━━ Records ━━

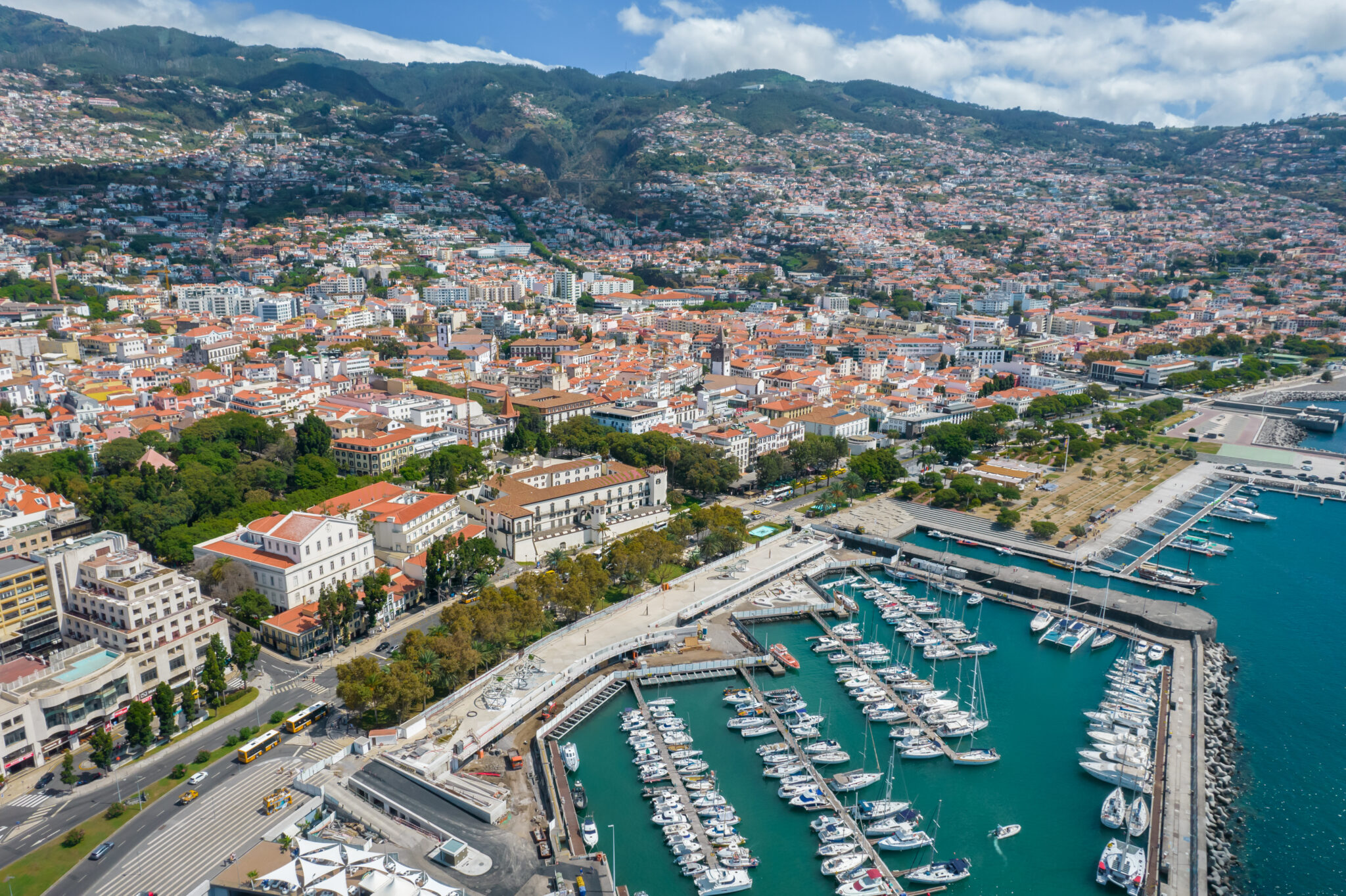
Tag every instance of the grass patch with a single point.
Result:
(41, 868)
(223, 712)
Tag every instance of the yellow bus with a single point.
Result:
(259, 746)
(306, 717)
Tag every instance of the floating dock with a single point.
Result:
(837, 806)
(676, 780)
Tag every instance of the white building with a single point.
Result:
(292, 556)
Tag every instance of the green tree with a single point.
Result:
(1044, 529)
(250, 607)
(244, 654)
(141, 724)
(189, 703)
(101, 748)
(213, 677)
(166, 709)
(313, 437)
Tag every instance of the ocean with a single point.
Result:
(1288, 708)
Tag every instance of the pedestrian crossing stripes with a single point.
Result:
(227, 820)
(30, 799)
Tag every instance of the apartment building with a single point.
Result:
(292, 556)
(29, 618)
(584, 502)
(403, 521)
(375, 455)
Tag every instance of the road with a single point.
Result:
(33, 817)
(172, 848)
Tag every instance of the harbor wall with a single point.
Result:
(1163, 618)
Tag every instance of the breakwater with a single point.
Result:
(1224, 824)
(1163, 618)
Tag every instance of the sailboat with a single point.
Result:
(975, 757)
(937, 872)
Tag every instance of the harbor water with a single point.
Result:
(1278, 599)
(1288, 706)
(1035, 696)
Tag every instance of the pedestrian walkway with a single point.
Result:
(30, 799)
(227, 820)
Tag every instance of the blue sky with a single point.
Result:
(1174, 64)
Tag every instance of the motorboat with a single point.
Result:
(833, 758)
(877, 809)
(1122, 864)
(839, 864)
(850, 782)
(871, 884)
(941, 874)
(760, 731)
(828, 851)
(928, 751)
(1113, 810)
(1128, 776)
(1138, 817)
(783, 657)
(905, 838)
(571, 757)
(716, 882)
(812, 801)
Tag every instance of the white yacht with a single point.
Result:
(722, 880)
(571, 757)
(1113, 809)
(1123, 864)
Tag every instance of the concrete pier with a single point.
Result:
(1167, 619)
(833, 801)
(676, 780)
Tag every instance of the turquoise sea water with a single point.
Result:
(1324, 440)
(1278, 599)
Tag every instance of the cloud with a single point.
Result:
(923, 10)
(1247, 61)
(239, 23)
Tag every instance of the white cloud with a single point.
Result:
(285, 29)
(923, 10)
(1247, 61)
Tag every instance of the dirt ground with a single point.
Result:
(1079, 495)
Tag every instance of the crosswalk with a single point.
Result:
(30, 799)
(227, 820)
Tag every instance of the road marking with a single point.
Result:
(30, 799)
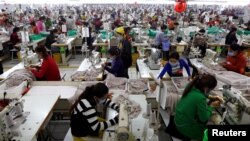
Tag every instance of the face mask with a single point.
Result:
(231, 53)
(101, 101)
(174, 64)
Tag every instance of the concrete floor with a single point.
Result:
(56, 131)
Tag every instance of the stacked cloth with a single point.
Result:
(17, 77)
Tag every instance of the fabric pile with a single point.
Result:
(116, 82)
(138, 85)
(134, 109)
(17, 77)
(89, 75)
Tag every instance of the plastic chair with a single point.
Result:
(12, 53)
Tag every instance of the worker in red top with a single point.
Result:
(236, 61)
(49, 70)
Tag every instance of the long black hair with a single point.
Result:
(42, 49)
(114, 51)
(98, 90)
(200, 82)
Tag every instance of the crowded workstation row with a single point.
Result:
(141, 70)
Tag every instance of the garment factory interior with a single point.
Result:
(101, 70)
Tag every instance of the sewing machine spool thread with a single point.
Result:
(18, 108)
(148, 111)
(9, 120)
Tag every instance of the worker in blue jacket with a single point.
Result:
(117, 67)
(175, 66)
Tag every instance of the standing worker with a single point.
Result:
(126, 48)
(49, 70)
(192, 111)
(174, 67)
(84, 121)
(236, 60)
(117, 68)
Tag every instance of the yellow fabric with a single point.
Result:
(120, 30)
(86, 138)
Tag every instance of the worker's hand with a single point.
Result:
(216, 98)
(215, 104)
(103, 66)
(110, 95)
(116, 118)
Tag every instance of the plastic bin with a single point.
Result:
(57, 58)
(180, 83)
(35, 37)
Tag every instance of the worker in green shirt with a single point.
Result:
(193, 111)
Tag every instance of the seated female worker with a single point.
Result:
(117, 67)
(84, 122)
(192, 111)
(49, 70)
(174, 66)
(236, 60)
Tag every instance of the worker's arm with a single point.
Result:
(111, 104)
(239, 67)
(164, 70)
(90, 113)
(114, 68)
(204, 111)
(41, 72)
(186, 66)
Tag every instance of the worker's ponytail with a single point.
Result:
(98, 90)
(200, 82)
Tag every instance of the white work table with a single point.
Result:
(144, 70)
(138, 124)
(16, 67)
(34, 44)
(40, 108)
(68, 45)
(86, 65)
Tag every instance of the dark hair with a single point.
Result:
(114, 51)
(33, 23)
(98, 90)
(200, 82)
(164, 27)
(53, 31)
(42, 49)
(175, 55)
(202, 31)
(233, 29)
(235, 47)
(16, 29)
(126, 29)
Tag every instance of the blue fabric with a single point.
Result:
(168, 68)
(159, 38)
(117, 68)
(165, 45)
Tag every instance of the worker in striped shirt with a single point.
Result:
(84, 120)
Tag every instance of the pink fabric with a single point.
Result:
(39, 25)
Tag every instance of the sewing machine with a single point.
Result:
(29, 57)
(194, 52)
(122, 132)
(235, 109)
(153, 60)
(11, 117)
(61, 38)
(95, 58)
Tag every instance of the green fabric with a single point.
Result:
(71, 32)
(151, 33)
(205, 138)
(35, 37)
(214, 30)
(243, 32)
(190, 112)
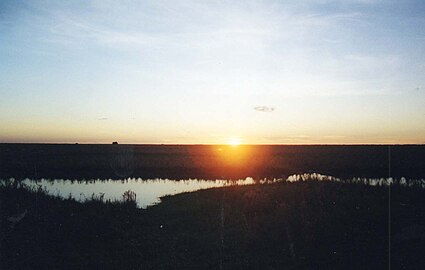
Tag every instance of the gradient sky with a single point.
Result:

━━━

● Exercise:
Copy nothing past the line containing "Tag every instance of the green tree": reproduce every line from the start of the records up to it, skipping pictures.

● Answer to this task:
Tag every instance of the grass patch with a single point.
Result:
(41, 868)
(223, 712)
Tag every instance of the yellow bus with a single point.
Result:
(259, 746)
(306, 717)
Tag every instance of the floating dock with a single point.
Result:
(837, 806)
(676, 780)
Tag every instance of the white building with a single point.
Result:
(292, 556)
Tag every instance of the green tree with a single point.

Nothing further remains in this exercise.